» GOALS:
- 1) In the ABM newsletter, switch "client" to "customer" throughout the stretch from "ABM Isn't Dead—It" through "was a skeptic." and give that stretch again.
- 2) According to the ABM newsletter, what share of marketers report that ABM delivers higher ROI than other marketing strategies?

— Start of EXCERPT PROVIDED —

ABM Isn't Dead—It Just Got Smarter: The 2025 Modern ABM Playbook
ABM skeptic on my client call: 'How can this work after all the 6sense hype?' Here's what I told him.
I was just on a call with a client this week where I've been brought on as their Fractional ABM Lead—my first ABM-focused title in years, honestly. It’s much more common that I’m brought on as a Fractional DDG where ABM is a small, but mighty part of my lengthy JDs. But anyway…during our kickoff, I was meeting a new member of the cross-functional team I'll be working with. Naturally, he was a skeptic.
He immediately, politely but immediately, mentioned the hype of ABM back in the 6sense/Demandbase/Terminus era. You know the one. The era where companies were dropping $100K+ annually on platforms that promised the world but delivered expensive lead scoring 2.0. His question was direct: "How can this actually work today, if at all?"
I get it. The ABM backlash is real. But here's the thing—ABM didn't fail. The implementation approach failed.
👋 Hi, it’s Kaylee Edmondson and welcome to Looped In, my newsletter exploring demand gen and growth frameworks in B2B SaaS. If you’re one of the 22 people that have subscribed since last Sunday, hello! So glad you’re here—you’ve just joined 2k+ marketers who read Looped In every Sunday.
The Real Problem Wasn't “ABM”—It Was the Approach
The stats don't lie: 97% of marketers report that ABM delivers higher ROI than other marketing strategies. Companies implementing ABM strategies have seen a 208% increase in marketing-generated revenue over three years. Ad-influenced accounts progress through the sales pipeline 234% faster than those not influenced by targeted advertising.

— End of EXCERPT PROVIDED —
— Start of RECORDED INFORMATION —

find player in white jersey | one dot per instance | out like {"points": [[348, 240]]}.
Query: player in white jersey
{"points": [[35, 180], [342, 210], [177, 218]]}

— End of RECORDED INFORMATION —

» THE RESULTS:
- 1)
ABM Isn't Dead—It Just Got Smarter: The 2025 Modern ABM Playbook
ABM skeptic on my customer call: 'How can this work after all the 6sense hype?' Here's what I told him.
I was just on a call with a customer this week where I've been brought on as their Fractional ABM Lead—my first ABM-focused title in years, honestly. It’s much more common that I’m brought on as a Fractional DDG where ABM is a small, but mighty part of my lengthy JDs. But anyway…during our kickoff, I was meeting a new member of the cross-functional team I'll be working with. Naturally, he was a skeptic.

- 2) 97% of marketers.